» **Record set**
=======

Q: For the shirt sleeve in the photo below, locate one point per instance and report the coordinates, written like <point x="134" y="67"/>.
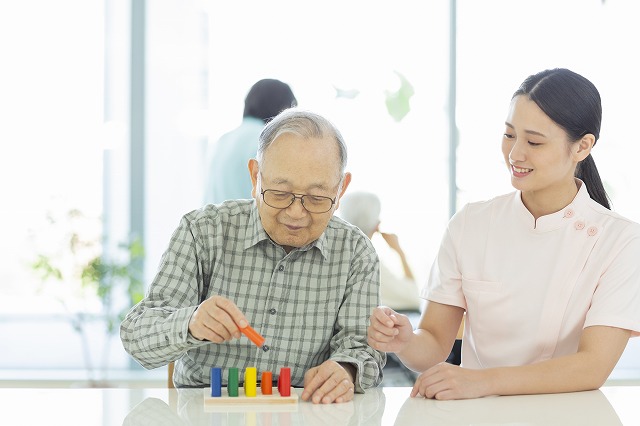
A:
<point x="445" y="279"/>
<point x="349" y="342"/>
<point x="156" y="330"/>
<point x="617" y="297"/>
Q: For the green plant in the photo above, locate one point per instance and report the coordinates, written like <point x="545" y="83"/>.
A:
<point x="88" y="283"/>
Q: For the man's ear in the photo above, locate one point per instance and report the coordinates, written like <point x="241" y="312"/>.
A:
<point x="345" y="183"/>
<point x="584" y="145"/>
<point x="253" y="172"/>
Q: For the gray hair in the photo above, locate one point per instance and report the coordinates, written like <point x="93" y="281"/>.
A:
<point x="361" y="209"/>
<point x="305" y="124"/>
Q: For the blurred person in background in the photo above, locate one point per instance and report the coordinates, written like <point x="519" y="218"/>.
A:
<point x="226" y="174"/>
<point x="399" y="292"/>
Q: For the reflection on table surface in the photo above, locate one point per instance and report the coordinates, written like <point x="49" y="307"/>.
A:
<point x="381" y="406"/>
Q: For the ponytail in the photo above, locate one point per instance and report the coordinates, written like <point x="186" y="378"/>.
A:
<point x="587" y="172"/>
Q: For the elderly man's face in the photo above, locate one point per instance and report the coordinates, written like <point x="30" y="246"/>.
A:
<point x="302" y="167"/>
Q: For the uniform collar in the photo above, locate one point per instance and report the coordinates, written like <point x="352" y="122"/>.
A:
<point x="556" y="220"/>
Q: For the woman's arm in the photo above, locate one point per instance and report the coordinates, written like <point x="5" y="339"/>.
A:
<point x="599" y="350"/>
<point x="428" y="345"/>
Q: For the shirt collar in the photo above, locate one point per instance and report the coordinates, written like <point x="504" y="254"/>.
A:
<point x="257" y="234"/>
<point x="555" y="220"/>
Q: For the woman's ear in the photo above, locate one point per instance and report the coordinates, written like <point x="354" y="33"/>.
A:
<point x="584" y="146"/>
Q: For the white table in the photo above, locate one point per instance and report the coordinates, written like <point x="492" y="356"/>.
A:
<point x="616" y="405"/>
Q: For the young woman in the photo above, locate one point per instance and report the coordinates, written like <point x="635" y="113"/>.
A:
<point x="549" y="276"/>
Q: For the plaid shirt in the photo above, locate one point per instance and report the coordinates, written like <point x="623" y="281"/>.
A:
<point x="311" y="304"/>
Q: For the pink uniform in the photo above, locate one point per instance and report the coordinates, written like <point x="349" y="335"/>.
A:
<point x="530" y="287"/>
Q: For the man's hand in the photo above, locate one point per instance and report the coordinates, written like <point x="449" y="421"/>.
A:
<point x="329" y="382"/>
<point x="217" y="319"/>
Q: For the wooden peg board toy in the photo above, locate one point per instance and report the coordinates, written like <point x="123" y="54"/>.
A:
<point x="250" y="393"/>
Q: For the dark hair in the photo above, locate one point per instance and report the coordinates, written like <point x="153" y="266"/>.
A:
<point x="267" y="98"/>
<point x="573" y="103"/>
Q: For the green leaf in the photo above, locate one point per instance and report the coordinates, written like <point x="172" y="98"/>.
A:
<point x="398" y="102"/>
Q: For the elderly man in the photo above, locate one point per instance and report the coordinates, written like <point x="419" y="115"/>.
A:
<point x="304" y="279"/>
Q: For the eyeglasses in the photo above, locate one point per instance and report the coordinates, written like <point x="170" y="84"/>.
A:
<point x="282" y="200"/>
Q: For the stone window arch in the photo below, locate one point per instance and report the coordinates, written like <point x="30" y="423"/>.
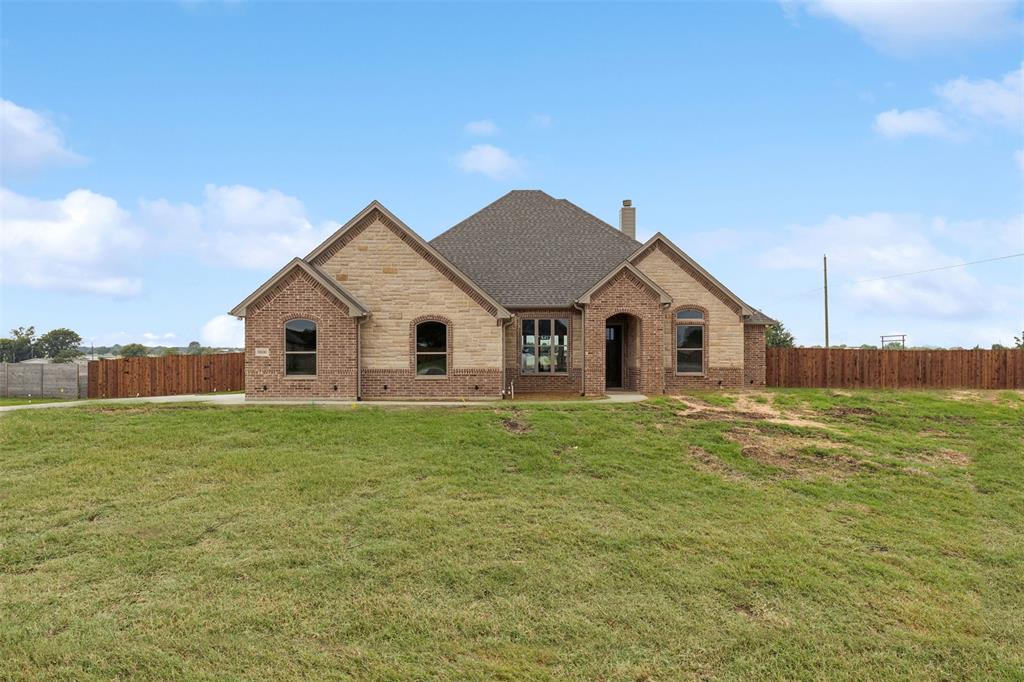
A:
<point x="430" y="341"/>
<point x="690" y="334"/>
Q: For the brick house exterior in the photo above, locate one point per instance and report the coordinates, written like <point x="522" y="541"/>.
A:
<point x="530" y="294"/>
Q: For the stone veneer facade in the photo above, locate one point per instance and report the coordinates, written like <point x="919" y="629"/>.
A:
<point x="299" y="297"/>
<point x="401" y="284"/>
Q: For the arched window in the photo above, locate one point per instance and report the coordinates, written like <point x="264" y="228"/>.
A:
<point x="300" y="348"/>
<point x="690" y="334"/>
<point x="431" y="348"/>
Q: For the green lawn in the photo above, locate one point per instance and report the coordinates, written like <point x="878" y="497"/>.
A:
<point x="26" y="400"/>
<point x="796" y="535"/>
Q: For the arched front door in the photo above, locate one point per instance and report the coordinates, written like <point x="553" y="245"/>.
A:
<point x="622" y="352"/>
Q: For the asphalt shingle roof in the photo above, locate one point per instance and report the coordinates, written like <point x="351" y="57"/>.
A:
<point x="529" y="249"/>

=======

Reproduce, word for word, the lines of the entries above, from the line containing "Q: For the arched front" through the final line of the entries, both included.

» **Problem solution**
Q: For the arched front door in the photo above, locate one point per instance and report the coordinates, written like <point x="553" y="245"/>.
A:
<point x="622" y="352"/>
Q: For the asphalt shingle roof in the photo above, locate one point per instance and report the coordinates, written like <point x="351" y="57"/>.
A:
<point x="529" y="249"/>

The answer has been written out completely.